Write out, without alteration, the lines of the records from the line containing "Where can the man's" through the line containing "column 830, row 121", including both of those lines.

Collection entries
----------------

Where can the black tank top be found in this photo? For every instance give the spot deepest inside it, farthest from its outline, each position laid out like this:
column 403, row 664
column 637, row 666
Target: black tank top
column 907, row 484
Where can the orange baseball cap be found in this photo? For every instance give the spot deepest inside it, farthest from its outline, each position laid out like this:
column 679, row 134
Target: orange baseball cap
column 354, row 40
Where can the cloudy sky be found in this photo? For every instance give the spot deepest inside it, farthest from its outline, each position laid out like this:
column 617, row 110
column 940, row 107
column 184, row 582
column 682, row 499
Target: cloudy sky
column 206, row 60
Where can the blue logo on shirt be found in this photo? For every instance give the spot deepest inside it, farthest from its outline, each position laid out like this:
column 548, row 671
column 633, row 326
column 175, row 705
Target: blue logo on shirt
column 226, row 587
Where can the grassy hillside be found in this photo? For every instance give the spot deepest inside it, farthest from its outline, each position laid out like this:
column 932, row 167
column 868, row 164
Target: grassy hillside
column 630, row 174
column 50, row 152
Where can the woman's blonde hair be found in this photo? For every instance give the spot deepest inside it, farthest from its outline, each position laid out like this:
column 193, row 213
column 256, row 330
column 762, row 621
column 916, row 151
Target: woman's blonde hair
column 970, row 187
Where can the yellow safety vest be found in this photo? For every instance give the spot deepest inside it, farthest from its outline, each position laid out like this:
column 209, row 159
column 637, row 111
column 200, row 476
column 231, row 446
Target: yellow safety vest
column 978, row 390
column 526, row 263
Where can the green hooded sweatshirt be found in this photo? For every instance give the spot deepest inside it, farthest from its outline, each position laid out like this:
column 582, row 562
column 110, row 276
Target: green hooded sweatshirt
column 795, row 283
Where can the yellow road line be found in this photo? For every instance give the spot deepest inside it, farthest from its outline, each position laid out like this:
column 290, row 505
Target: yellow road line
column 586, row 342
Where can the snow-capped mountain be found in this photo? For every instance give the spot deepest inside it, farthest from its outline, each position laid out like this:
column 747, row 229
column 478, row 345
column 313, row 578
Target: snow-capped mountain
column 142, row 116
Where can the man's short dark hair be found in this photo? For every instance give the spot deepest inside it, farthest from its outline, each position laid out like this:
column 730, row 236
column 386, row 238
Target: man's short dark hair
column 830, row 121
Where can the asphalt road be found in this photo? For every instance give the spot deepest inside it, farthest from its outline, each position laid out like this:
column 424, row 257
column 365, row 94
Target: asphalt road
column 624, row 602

----------------

** RESULT OF THIS TASK **
Where can the man's short dark hair be found in this photo? For every instance give the spot deepest inside it, farthest from its outline, each position laid out like this:
column 730, row 236
column 386, row 238
Target: man's short dark hair
column 830, row 121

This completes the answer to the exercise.